- _Work task_:
In the data below, which lines hold "would"? Copy every one.

- _Provided records_:
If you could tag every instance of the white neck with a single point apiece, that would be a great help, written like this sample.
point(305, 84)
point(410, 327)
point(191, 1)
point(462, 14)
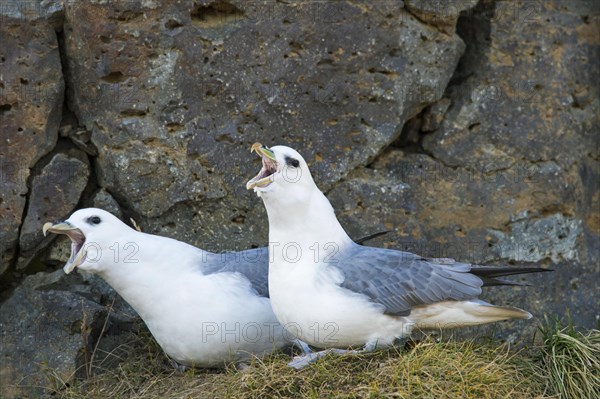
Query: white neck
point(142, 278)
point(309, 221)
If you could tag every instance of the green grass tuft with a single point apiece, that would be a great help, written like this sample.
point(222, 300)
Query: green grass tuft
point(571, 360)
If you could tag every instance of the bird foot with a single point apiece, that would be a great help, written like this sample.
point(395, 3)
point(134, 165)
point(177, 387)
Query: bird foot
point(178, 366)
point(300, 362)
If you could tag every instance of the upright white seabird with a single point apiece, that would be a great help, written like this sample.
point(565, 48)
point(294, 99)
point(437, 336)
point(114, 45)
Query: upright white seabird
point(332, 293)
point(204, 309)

---

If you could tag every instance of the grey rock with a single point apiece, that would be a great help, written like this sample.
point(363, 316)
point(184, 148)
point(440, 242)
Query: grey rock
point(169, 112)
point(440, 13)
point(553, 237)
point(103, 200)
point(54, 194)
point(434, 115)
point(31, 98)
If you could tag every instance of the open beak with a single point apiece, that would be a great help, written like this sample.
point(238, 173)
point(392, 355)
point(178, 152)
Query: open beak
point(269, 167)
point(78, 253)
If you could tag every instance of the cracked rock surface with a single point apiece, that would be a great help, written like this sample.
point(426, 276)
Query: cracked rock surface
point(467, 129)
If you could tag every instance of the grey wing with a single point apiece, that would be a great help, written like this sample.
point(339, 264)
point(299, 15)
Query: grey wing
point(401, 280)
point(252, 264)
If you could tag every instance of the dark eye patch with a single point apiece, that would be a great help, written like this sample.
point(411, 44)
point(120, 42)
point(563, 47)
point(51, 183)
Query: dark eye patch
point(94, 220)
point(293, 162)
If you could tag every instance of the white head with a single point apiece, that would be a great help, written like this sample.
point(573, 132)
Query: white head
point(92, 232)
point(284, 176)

- _Finished task_:
If you could tag every instance of the white neck with a single point apiece, that would be a great help, written like this sample.
If you could tag every instance of the green grass tuft with a single point apiece, that would be a great help, written like this sample.
If you could tag every instance of the bird foot with a single point apiece, that would be a great help, written like this sample.
If you could tag every instance of the upright white seabird with a single point apiece, that would be a great help, written like this sample.
If you could tag every instance of the grey rock with a single point apiece, that would be a great help, written like this sample.
If you could tag every instance of the open beak with a single point apiece, that would be a great help, written like this sample.
If you could tag every instance of the cracked rock surface with a single point apiece, that would be a great help, written like this sample.
If you could tag every instance of the grey wing with a single point apiece, that would be a great help, written like this sample.
If you could tag every instance of the dark eye patch with a single point apiece, that would be a great help, written like this sample.
If you could tag every instance of the white head with a single point apiece, that would be a great help, written like this sample.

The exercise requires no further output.